* AIM OF THE EXERCISE:
Please give, word for word, the line containing "siding in the photo above." and every line that comes after it in the data below.

——

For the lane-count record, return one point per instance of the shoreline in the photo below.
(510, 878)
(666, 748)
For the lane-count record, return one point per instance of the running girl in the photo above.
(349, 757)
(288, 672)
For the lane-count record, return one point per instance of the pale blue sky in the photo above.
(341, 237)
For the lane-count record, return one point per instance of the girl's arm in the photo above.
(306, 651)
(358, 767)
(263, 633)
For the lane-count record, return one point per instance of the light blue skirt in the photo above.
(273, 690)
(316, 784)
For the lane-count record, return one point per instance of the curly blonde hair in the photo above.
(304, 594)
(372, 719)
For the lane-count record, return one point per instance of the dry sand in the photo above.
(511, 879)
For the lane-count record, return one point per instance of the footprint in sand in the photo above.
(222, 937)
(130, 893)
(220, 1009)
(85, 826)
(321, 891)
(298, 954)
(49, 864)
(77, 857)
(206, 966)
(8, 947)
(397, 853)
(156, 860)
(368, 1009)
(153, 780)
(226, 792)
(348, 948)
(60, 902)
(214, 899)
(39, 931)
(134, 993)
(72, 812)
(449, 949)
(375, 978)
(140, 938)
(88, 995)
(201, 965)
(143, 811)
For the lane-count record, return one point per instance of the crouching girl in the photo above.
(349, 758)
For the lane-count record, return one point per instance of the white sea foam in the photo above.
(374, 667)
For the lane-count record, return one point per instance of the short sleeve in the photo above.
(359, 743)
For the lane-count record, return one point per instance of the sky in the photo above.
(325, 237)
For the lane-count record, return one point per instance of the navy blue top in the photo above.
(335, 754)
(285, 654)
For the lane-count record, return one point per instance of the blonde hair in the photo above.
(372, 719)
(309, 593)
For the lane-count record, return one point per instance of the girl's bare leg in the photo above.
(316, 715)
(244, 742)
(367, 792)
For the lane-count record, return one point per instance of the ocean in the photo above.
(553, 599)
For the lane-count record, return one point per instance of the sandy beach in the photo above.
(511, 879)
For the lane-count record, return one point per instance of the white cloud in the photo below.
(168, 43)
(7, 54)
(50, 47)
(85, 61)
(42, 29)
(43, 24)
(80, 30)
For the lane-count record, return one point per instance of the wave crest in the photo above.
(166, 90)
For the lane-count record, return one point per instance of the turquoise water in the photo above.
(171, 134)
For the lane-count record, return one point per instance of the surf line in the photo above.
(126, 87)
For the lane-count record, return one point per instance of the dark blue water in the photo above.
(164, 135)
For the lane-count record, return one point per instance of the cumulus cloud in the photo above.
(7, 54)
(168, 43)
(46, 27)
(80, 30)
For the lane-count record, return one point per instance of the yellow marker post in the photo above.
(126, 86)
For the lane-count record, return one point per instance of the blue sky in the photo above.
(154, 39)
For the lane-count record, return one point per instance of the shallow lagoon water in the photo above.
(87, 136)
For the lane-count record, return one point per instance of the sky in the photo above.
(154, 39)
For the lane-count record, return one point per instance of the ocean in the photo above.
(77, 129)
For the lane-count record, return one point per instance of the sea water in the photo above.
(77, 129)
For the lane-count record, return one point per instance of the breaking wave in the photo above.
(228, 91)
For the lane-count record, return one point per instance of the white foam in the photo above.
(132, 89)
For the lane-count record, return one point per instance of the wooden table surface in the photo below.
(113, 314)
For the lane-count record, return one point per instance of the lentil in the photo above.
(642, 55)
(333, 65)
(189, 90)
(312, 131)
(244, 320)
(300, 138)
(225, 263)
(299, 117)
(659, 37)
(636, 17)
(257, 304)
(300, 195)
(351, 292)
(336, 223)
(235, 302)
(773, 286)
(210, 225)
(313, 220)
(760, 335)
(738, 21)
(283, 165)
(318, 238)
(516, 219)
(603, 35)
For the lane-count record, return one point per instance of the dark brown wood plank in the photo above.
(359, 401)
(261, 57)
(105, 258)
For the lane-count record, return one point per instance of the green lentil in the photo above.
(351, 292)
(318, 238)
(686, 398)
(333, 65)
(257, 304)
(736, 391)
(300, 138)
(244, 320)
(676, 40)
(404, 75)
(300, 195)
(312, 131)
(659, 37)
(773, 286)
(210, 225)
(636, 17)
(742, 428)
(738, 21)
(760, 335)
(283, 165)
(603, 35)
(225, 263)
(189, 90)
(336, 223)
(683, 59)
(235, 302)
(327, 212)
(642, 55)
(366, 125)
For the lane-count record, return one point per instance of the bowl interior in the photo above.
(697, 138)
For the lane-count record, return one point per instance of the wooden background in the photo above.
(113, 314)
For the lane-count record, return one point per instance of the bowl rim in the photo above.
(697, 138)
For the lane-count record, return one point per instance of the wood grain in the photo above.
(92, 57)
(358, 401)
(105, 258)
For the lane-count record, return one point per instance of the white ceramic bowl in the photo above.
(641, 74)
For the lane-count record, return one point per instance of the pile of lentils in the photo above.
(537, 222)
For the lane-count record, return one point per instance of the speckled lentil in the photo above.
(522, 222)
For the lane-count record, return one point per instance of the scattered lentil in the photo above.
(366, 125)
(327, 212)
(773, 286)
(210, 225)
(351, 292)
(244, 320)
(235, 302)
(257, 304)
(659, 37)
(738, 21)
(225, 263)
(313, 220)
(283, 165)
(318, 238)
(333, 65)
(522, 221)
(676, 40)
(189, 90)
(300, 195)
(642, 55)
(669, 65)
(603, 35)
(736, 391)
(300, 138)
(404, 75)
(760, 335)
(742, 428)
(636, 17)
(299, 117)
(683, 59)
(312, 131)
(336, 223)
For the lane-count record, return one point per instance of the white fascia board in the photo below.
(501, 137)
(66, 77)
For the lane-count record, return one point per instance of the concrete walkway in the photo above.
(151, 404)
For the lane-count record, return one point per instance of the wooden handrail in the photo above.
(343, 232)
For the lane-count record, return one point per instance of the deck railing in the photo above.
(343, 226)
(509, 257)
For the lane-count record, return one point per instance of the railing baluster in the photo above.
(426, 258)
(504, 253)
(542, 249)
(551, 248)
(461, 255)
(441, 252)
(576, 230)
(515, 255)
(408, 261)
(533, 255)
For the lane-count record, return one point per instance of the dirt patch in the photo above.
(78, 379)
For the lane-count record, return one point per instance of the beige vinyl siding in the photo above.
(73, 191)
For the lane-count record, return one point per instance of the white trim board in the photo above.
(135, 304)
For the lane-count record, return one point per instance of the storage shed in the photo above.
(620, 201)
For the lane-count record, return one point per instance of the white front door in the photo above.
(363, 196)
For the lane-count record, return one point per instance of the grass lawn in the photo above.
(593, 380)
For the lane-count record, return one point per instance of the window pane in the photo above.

——

* SOLUTION TO THE EXERCISE:
For the lane-count record, return one point per instance of the beige vinyl siding in the photo above.
(73, 191)
For the lane-count record, return one point per instance of the white trim board in the photo above.
(135, 304)
For the lane-count record, return one point per instance of the storage shed in the photo above.
(620, 201)
For the lane-count record, return one point per instance of the white front door in the photo above.
(363, 196)
For the lane-count record, return one point per instance of the grass lawn in the photo above.
(593, 380)
For the lane-count record, return one point per instance of the window pane in the photo above.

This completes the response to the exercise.